[Dataset excerpt]
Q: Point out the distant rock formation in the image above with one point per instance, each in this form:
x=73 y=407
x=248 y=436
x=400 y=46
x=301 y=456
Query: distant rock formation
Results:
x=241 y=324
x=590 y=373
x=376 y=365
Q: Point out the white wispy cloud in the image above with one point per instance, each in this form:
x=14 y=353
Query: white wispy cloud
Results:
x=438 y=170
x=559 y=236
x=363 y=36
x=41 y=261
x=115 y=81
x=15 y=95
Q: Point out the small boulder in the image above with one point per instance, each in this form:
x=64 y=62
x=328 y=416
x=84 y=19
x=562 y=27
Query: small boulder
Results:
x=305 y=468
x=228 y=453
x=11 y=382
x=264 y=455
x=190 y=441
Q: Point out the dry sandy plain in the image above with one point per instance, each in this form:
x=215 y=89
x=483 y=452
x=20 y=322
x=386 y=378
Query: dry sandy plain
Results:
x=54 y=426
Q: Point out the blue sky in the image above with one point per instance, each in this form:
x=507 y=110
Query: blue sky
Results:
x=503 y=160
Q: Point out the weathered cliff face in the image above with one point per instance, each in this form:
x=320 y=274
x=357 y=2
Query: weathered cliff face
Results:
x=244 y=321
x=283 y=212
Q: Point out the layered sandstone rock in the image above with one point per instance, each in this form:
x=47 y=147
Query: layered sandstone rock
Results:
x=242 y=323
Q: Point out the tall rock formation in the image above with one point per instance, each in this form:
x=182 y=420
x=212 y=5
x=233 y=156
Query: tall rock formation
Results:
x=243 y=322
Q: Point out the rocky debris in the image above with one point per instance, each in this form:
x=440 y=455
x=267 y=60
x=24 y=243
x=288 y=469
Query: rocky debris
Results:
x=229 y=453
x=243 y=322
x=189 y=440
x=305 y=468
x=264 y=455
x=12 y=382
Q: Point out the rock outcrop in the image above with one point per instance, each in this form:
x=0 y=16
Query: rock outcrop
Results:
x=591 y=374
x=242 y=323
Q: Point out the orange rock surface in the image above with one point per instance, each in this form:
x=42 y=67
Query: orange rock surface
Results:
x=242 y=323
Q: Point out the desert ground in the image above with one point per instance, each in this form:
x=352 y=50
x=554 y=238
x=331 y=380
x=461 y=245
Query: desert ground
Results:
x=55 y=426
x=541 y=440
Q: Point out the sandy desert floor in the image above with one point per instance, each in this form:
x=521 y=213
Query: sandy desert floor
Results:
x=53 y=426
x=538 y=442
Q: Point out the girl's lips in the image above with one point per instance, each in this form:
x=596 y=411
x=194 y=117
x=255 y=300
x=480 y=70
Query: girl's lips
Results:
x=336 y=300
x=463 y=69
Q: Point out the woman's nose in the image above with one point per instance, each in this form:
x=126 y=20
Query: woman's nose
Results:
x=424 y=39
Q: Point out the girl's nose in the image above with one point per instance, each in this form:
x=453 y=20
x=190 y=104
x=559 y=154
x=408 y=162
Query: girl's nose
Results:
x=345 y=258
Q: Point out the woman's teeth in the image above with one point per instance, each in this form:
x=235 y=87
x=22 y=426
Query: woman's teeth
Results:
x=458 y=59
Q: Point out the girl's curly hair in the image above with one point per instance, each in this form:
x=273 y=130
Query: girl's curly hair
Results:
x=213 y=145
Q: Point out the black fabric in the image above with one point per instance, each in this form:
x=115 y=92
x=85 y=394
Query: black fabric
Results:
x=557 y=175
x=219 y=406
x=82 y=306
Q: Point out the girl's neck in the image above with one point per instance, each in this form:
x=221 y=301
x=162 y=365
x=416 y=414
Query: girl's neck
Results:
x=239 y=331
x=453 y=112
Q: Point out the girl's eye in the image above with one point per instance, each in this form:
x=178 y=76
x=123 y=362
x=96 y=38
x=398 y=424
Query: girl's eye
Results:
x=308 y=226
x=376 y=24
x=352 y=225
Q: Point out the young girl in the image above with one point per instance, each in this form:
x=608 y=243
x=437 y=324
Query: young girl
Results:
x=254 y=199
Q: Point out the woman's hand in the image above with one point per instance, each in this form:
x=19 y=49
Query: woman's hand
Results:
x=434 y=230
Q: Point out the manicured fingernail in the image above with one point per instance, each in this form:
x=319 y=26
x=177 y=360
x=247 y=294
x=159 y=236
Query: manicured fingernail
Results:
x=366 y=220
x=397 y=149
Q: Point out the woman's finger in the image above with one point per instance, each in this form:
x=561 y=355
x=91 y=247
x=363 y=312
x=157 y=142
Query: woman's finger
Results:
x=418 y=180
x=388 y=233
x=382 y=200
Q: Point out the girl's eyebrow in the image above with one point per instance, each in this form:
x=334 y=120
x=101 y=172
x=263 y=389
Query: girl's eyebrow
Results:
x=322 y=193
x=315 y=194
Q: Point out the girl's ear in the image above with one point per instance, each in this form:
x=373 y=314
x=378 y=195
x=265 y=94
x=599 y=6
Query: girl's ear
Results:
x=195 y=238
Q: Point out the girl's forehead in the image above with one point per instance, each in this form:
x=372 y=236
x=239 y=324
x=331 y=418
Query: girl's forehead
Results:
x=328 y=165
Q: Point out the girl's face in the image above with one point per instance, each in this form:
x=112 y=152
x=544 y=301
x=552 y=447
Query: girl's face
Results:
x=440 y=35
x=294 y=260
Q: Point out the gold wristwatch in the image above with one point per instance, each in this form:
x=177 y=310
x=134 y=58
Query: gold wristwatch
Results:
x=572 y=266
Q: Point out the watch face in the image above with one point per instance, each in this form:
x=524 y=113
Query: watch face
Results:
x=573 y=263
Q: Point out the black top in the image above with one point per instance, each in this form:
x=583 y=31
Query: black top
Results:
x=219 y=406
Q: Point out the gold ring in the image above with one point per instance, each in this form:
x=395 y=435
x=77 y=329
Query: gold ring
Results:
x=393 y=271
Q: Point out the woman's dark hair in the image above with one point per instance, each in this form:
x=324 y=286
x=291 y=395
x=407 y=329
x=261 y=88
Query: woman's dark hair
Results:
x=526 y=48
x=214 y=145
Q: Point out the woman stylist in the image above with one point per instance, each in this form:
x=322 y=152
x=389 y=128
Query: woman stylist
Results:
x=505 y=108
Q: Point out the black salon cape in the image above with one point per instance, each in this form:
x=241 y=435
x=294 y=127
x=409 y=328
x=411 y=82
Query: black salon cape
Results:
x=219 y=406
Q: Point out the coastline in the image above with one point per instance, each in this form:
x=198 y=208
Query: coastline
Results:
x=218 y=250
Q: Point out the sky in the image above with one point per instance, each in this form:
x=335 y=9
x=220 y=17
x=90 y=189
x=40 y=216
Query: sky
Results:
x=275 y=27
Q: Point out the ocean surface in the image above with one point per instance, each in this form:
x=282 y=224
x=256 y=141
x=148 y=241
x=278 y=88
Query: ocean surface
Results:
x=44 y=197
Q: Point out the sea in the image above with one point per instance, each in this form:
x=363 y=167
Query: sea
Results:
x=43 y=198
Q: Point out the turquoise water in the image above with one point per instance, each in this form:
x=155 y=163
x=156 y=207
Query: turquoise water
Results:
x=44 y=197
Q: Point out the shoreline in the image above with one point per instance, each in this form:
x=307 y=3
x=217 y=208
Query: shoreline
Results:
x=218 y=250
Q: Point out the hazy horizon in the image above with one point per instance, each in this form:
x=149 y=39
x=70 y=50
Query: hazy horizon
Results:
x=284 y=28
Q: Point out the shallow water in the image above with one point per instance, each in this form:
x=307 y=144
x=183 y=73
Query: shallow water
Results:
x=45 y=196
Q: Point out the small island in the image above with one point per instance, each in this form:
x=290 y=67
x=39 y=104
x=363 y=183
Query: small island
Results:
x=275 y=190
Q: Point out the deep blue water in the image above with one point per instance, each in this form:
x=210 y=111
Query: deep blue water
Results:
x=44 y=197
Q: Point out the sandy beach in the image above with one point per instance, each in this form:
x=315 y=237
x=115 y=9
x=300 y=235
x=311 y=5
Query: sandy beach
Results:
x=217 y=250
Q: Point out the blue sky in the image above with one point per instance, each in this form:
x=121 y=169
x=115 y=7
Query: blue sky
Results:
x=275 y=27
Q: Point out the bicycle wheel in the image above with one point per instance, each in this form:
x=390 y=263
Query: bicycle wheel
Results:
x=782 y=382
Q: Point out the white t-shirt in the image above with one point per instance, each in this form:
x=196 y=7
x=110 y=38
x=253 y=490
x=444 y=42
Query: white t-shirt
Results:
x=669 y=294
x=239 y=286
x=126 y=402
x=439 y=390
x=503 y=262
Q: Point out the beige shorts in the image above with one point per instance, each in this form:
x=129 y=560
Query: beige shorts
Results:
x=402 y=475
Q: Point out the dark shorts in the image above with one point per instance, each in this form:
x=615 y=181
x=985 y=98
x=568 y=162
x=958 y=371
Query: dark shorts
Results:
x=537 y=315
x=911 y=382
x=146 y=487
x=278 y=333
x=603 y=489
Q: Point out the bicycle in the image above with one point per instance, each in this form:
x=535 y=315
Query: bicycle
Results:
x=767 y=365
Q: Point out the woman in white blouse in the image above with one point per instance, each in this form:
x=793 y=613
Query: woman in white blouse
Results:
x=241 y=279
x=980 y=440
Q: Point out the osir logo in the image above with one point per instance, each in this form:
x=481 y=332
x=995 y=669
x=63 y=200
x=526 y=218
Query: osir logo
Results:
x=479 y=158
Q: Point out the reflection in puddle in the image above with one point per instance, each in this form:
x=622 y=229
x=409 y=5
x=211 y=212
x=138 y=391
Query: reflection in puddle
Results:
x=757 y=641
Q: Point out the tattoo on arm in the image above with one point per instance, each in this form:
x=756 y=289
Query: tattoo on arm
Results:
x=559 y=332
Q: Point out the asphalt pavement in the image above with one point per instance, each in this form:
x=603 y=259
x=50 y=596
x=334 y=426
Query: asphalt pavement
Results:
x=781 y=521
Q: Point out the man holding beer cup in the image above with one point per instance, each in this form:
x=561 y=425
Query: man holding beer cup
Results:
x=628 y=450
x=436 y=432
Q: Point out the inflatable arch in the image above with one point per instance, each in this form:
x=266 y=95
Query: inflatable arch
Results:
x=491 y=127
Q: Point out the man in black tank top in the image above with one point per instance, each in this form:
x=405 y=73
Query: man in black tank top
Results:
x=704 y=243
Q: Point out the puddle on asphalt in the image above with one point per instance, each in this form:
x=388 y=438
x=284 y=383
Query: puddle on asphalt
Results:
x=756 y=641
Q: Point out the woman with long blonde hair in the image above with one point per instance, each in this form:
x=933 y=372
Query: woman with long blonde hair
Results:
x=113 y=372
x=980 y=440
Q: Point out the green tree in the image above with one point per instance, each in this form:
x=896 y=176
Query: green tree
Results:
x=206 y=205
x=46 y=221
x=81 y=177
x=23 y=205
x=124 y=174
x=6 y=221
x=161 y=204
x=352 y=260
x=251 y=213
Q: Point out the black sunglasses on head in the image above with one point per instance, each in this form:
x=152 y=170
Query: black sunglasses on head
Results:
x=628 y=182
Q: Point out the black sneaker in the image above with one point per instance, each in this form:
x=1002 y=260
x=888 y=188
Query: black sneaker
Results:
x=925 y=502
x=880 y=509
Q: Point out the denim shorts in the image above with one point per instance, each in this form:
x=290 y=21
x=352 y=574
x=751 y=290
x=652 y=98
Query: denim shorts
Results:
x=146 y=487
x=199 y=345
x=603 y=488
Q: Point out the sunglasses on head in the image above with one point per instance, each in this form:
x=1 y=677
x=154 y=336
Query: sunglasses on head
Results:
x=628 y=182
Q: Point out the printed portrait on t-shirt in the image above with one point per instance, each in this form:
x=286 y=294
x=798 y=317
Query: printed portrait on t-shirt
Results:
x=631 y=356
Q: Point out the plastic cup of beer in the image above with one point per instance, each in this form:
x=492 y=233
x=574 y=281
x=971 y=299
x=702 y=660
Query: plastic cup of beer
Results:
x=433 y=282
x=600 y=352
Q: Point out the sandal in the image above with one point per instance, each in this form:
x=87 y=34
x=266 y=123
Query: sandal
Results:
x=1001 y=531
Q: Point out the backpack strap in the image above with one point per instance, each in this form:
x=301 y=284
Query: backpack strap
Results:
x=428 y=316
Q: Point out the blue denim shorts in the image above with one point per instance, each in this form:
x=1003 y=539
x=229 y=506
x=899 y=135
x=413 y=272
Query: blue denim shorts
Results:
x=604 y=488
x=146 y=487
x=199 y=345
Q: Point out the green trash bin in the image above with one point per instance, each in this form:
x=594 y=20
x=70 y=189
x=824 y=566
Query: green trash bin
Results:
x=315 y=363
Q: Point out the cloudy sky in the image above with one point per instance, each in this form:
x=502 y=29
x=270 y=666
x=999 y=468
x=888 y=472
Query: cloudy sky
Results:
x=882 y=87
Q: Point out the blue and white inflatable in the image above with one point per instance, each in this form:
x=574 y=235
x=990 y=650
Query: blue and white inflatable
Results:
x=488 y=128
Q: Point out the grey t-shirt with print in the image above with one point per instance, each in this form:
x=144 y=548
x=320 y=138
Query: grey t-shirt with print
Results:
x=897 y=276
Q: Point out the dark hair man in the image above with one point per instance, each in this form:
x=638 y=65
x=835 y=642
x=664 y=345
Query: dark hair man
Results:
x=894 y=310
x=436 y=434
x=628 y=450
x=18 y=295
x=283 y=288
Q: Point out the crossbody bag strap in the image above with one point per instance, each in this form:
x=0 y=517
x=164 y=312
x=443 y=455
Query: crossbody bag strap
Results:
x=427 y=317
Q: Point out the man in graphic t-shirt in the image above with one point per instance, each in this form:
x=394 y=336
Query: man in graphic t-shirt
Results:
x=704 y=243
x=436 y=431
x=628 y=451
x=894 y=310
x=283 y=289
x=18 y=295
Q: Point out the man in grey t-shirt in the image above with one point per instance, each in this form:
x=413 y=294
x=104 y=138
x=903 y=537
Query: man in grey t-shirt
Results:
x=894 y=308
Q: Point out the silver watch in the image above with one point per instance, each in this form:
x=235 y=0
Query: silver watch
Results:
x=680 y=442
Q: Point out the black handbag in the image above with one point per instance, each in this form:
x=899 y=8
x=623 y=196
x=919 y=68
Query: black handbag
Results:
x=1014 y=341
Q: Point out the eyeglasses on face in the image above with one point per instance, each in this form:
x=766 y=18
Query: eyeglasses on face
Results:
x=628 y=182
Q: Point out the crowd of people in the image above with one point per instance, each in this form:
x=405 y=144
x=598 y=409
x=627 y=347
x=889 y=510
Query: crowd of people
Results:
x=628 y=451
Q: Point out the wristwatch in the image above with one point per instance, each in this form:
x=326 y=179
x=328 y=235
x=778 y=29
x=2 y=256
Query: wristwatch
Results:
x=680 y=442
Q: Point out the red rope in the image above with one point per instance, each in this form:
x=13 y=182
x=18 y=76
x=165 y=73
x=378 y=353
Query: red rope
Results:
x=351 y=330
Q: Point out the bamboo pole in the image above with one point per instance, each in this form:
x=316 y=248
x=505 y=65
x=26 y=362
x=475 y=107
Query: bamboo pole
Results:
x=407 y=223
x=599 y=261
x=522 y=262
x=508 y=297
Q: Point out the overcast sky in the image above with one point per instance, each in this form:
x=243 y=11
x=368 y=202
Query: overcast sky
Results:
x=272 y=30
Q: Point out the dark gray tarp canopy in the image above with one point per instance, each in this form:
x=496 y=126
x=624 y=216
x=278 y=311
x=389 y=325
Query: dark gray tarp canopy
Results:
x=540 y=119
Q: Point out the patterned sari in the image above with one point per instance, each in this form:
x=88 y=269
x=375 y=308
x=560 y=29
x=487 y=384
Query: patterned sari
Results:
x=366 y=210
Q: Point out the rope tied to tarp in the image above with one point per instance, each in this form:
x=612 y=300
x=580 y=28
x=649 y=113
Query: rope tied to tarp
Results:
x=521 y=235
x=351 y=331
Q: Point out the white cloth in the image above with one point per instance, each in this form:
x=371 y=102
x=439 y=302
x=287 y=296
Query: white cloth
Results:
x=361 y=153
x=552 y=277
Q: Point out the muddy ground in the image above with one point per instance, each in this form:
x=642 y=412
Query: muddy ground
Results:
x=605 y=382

Short task:
Copy everything from the line containing "Q: Point out the white t-shirt" down to the line containing "x=603 y=489", requests included, and add 10 to each coordinate in the results.

Correct result:
Q: Point out the white t-shirt in the image above with one point per instance, each in this form:
x=196 y=7
x=110 y=38
x=253 y=490
x=444 y=42
Query: white t-shirt
Results:
x=679 y=304
x=249 y=296
x=136 y=412
x=449 y=400
x=513 y=272
Q: Point out the beige shorts in the image above with one point per instance, each in this form:
x=129 y=560
Query: beige shorts
Results:
x=412 y=485
Q: Point out the dark shorts in the image above with one point per instance, each in this form:
x=615 y=181
x=985 y=98
x=568 y=162
x=958 y=371
Query: dark shorts
Results:
x=547 y=325
x=921 y=392
x=156 y=497
x=288 y=343
x=613 y=499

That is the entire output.